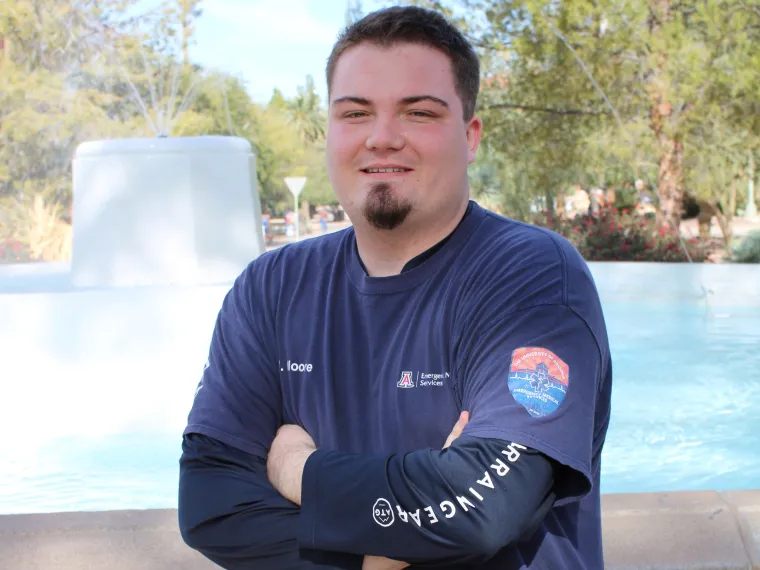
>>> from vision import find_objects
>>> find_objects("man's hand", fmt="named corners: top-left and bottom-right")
top-left (267, 424), bottom-right (317, 506)
top-left (362, 412), bottom-right (470, 570)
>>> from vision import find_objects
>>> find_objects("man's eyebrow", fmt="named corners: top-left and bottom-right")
top-left (333, 95), bottom-right (372, 105)
top-left (333, 95), bottom-right (449, 109)
top-left (401, 95), bottom-right (449, 109)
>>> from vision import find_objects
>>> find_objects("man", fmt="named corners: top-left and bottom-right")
top-left (179, 7), bottom-right (611, 570)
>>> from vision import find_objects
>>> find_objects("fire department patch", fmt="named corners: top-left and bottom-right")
top-left (508, 347), bottom-right (570, 418)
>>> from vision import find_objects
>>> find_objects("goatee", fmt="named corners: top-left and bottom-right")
top-left (364, 182), bottom-right (412, 230)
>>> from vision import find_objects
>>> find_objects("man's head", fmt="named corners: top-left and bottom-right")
top-left (327, 6), bottom-right (481, 229)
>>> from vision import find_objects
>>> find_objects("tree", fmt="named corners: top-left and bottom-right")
top-left (286, 75), bottom-right (327, 145)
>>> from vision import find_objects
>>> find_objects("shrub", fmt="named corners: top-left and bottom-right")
top-left (0, 238), bottom-right (29, 263)
top-left (531, 208), bottom-right (719, 262)
top-left (728, 230), bottom-right (760, 263)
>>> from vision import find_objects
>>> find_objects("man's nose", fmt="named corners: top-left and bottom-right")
top-left (365, 116), bottom-right (405, 150)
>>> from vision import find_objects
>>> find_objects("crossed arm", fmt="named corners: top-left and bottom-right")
top-left (179, 410), bottom-right (553, 570)
top-left (267, 412), bottom-right (469, 570)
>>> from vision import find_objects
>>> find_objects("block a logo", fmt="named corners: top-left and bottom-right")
top-left (396, 370), bottom-right (414, 388)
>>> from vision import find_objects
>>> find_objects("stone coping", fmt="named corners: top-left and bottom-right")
top-left (0, 489), bottom-right (760, 570)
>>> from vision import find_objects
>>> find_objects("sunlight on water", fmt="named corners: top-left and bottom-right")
top-left (602, 303), bottom-right (760, 492)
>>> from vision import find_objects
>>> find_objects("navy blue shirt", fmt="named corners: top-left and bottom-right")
top-left (185, 199), bottom-right (611, 569)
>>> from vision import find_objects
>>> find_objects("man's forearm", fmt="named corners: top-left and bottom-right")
top-left (178, 434), bottom-right (363, 570)
top-left (298, 438), bottom-right (553, 564)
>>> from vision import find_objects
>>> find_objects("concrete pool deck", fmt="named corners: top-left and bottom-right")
top-left (0, 489), bottom-right (760, 570)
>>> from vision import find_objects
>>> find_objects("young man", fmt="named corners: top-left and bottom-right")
top-left (179, 7), bottom-right (611, 570)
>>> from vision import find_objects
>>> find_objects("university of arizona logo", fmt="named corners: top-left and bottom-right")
top-left (396, 371), bottom-right (414, 388)
top-left (508, 347), bottom-right (570, 417)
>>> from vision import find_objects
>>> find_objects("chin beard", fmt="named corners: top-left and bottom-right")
top-left (364, 182), bottom-right (412, 230)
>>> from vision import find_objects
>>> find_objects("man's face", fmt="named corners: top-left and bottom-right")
top-left (327, 43), bottom-right (481, 230)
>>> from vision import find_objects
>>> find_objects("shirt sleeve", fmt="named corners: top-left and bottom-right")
top-left (458, 305), bottom-right (603, 505)
top-left (184, 261), bottom-right (282, 458)
top-left (298, 436), bottom-right (554, 565)
top-left (178, 433), bottom-right (363, 570)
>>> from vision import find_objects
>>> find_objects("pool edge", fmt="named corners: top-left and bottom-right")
top-left (0, 489), bottom-right (760, 570)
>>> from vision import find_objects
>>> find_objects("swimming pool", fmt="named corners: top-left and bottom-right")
top-left (0, 266), bottom-right (760, 514)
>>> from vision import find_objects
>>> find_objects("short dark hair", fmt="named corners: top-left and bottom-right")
top-left (327, 6), bottom-right (480, 121)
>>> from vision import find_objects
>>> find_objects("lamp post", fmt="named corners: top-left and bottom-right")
top-left (285, 176), bottom-right (306, 240)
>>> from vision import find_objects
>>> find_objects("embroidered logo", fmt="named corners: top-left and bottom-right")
top-left (372, 497), bottom-right (396, 527)
top-left (396, 370), bottom-right (414, 388)
top-left (508, 347), bottom-right (570, 418)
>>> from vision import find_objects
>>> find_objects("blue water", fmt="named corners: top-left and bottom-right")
top-left (0, 302), bottom-right (760, 513)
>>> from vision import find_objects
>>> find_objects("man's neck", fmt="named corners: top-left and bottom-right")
top-left (354, 200), bottom-right (469, 277)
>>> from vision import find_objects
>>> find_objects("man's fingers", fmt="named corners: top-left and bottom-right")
top-left (443, 412), bottom-right (470, 449)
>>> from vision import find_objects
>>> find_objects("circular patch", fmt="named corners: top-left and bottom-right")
top-left (372, 499), bottom-right (395, 527)
top-left (508, 347), bottom-right (570, 418)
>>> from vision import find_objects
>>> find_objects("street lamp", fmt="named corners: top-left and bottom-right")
top-left (285, 176), bottom-right (306, 240)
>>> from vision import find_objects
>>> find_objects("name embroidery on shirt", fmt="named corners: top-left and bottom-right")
top-left (396, 370), bottom-right (451, 388)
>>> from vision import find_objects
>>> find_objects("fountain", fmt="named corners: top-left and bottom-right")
top-left (71, 136), bottom-right (265, 288)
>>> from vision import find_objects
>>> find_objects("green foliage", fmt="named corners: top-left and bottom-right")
top-left (0, 0), bottom-right (338, 258)
top-left (728, 231), bottom-right (760, 263)
top-left (531, 208), bottom-right (716, 262)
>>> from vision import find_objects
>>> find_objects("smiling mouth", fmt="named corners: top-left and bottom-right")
top-left (362, 168), bottom-right (412, 174)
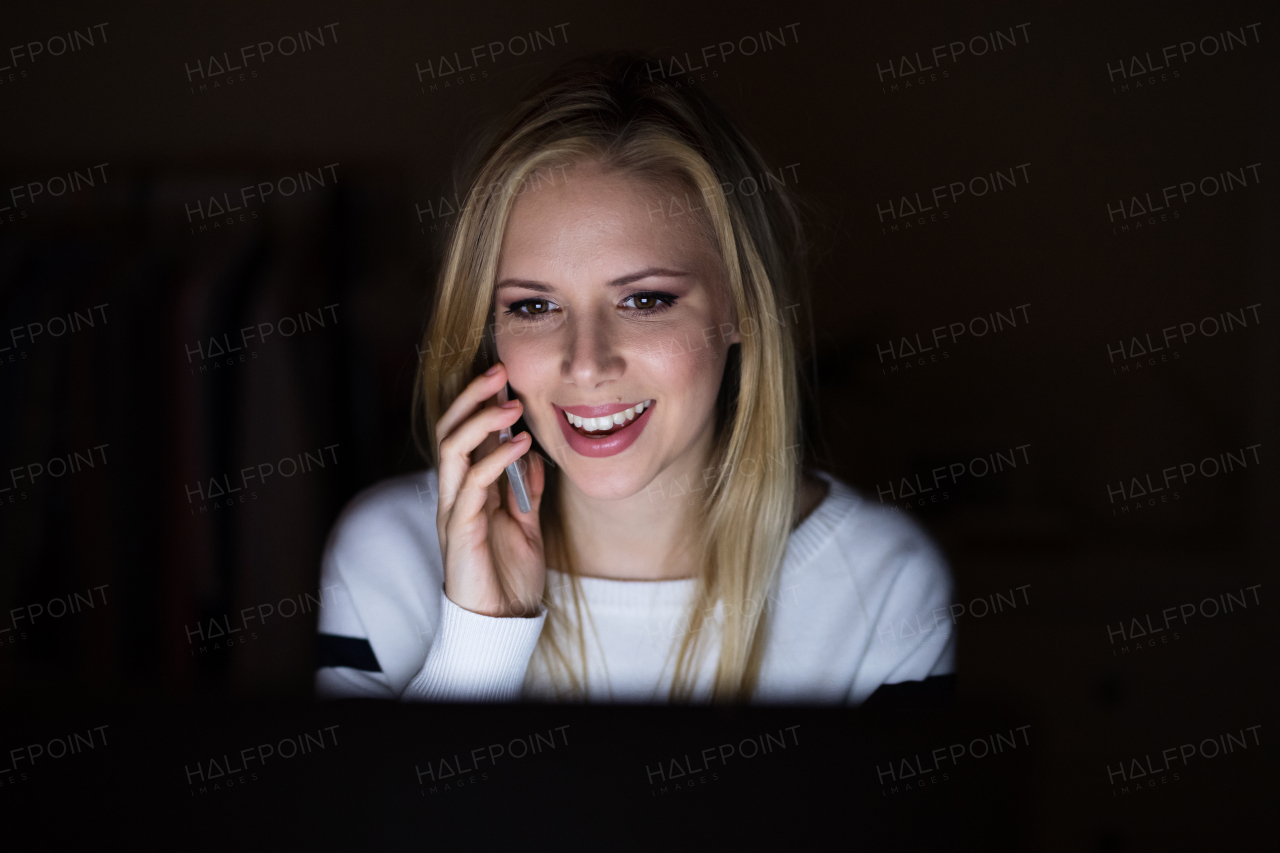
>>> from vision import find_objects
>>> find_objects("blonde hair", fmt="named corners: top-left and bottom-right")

------------------------------------------------------------------------

Job - Locate every line in the entries above that contains the string "logo" and copy each one.

Task solution -
>>> find_objects("block a logo", fmt="named corners: top-left and bottom-right")
>>> find_objects("university of arizona logo", fmt="named corners: top-left and bottom-right")
>>> find_objects("embroidered logo", fmt="named corners: top-left and bottom-right")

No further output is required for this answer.